╭─ DATA FOR THIS EXERCISE

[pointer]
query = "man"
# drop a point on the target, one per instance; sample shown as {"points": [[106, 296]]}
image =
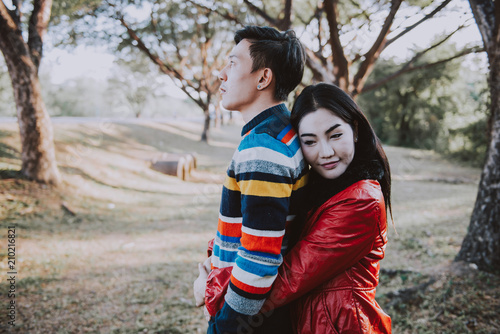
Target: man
{"points": [[263, 181]]}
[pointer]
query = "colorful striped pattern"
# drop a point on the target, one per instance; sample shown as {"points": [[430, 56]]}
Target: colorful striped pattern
{"points": [[265, 177]]}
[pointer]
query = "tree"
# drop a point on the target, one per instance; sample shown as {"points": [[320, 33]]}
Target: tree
{"points": [[409, 110], [23, 61], [347, 37], [134, 82], [481, 244], [185, 42]]}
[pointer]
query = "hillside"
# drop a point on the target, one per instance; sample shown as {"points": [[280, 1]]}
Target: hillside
{"points": [[115, 248]]}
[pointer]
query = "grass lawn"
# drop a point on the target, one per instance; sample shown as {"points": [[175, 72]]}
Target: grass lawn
{"points": [[115, 248]]}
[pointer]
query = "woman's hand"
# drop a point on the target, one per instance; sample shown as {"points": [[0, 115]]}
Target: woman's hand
{"points": [[200, 284]]}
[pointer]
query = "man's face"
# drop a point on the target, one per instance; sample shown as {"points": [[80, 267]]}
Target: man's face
{"points": [[238, 87]]}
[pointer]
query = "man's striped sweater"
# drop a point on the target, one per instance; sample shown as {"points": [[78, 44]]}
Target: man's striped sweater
{"points": [[263, 184]]}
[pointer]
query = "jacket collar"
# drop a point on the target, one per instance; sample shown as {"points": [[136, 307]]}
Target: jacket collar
{"points": [[321, 190]]}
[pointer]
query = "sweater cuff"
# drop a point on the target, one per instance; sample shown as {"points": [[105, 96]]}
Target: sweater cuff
{"points": [[243, 305]]}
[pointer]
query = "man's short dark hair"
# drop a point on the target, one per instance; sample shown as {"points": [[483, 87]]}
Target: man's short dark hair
{"points": [[282, 52]]}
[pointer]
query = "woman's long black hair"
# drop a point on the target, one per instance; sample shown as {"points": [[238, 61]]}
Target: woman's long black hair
{"points": [[367, 148]]}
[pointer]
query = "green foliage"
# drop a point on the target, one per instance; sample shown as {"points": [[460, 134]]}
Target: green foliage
{"points": [[440, 108], [7, 105]]}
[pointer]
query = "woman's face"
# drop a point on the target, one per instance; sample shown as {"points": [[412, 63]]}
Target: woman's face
{"points": [[327, 142]]}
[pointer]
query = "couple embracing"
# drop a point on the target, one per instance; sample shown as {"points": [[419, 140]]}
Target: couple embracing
{"points": [[302, 223]]}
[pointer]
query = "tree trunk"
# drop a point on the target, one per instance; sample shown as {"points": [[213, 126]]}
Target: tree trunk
{"points": [[38, 154], [481, 244], [206, 125], [37, 142]]}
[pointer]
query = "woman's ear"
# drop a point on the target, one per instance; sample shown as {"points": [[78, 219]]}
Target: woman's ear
{"points": [[265, 79], [355, 131]]}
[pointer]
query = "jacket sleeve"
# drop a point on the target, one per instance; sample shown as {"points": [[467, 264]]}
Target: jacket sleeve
{"points": [[341, 236]]}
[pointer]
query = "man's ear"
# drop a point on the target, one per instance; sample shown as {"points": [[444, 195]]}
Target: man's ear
{"points": [[355, 130], [266, 78]]}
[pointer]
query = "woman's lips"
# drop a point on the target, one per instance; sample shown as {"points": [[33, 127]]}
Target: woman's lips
{"points": [[330, 165]]}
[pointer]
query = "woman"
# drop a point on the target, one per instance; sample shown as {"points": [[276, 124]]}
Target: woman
{"points": [[330, 274], [332, 271]]}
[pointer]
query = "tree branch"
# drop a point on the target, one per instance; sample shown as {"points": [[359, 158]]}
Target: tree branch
{"points": [[38, 24], [228, 16], [164, 67], [286, 22], [372, 55], [486, 13], [340, 62], [272, 21], [410, 28], [421, 53], [7, 21], [411, 68]]}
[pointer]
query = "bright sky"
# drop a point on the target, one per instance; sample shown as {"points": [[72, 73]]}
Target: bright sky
{"points": [[96, 63]]}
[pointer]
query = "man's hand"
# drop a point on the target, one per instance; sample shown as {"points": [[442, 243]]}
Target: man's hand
{"points": [[200, 284]]}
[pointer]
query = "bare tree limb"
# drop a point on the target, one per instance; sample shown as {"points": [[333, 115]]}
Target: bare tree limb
{"points": [[228, 16], [272, 21], [340, 62], [411, 68], [487, 16], [372, 55], [413, 26], [7, 19], [38, 24], [286, 22], [164, 67]]}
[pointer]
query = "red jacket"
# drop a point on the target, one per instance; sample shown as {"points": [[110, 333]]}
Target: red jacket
{"points": [[332, 272]]}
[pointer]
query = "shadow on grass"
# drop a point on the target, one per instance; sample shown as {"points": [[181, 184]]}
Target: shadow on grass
{"points": [[9, 152], [12, 174]]}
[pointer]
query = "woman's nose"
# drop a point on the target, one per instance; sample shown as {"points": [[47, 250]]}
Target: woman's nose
{"points": [[326, 151], [222, 74]]}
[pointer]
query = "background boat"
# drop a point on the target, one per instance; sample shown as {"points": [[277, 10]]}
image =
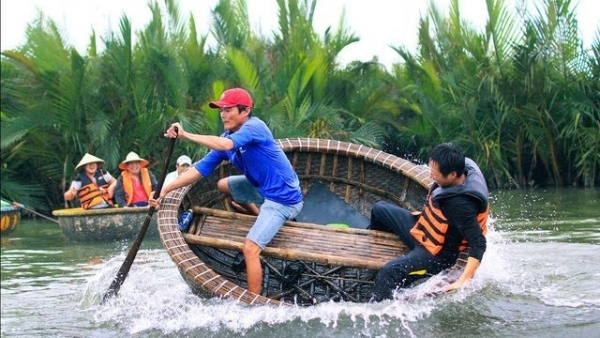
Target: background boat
{"points": [[307, 262], [109, 224], [11, 216]]}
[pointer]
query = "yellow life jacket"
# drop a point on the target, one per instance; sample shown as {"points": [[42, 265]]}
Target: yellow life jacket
{"points": [[431, 227], [128, 184], [90, 194]]}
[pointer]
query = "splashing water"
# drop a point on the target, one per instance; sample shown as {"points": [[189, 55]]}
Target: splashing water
{"points": [[155, 297]]}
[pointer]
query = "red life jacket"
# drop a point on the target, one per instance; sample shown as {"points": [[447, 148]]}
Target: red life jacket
{"points": [[431, 227], [128, 184]]}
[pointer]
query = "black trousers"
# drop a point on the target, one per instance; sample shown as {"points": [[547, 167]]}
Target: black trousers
{"points": [[417, 263]]}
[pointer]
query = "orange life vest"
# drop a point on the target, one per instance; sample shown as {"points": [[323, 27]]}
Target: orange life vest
{"points": [[128, 184], [431, 227], [90, 194]]}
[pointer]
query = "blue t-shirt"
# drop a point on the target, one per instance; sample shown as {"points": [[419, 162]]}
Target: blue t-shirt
{"points": [[260, 159]]}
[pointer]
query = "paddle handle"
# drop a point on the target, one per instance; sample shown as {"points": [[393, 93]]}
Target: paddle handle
{"points": [[115, 286], [19, 205]]}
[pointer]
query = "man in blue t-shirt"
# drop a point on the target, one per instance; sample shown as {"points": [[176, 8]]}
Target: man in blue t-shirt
{"points": [[269, 186]]}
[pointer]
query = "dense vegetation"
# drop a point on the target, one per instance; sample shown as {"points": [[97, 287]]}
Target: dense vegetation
{"points": [[521, 97]]}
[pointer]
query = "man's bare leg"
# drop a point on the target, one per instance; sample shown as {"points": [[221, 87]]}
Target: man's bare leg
{"points": [[253, 267]]}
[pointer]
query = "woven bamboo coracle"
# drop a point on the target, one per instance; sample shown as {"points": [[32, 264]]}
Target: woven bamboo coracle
{"points": [[306, 263]]}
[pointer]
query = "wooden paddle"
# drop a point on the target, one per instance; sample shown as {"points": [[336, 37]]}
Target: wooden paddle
{"points": [[124, 270], [22, 206]]}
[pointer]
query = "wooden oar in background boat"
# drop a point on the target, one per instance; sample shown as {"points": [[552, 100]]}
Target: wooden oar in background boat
{"points": [[124, 270], [22, 206]]}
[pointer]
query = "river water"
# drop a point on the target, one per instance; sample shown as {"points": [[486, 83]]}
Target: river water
{"points": [[540, 277]]}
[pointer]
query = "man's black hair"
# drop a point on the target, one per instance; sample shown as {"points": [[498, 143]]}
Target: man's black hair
{"points": [[449, 157]]}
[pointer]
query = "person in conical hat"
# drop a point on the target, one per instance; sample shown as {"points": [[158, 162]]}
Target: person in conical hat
{"points": [[136, 183], [93, 185]]}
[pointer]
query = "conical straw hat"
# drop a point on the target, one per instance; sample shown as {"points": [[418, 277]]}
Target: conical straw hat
{"points": [[132, 157], [87, 159]]}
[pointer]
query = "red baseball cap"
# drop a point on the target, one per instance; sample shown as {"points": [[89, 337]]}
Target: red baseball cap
{"points": [[231, 98]]}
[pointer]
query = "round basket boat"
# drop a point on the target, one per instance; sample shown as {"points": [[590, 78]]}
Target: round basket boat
{"points": [[308, 261]]}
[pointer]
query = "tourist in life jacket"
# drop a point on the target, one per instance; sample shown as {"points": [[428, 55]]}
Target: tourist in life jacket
{"points": [[136, 183], [454, 218], [93, 185]]}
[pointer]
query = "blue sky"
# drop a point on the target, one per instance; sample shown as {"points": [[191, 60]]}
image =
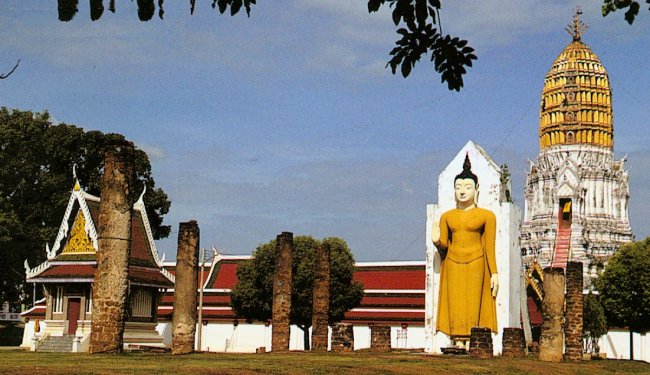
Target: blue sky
{"points": [[288, 120]]}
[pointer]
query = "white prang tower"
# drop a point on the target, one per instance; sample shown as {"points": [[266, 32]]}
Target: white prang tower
{"points": [[576, 193]]}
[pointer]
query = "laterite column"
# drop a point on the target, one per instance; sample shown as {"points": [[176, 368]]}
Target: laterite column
{"points": [[282, 292], [551, 342], [184, 315], [321, 298], [110, 287], [574, 312]]}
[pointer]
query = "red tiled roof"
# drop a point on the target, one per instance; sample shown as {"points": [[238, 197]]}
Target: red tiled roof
{"points": [[148, 276], [385, 306], [227, 276], [140, 275], [140, 246], [392, 277]]}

╰─

— WORK TO BE COMPLETED —
Collect every line from the entries above that contains the string "dark", copying each line in full.

— RESPONSE TO THIS EXERCISE —
query = "man's short dark hair"
Target: man's short dark hair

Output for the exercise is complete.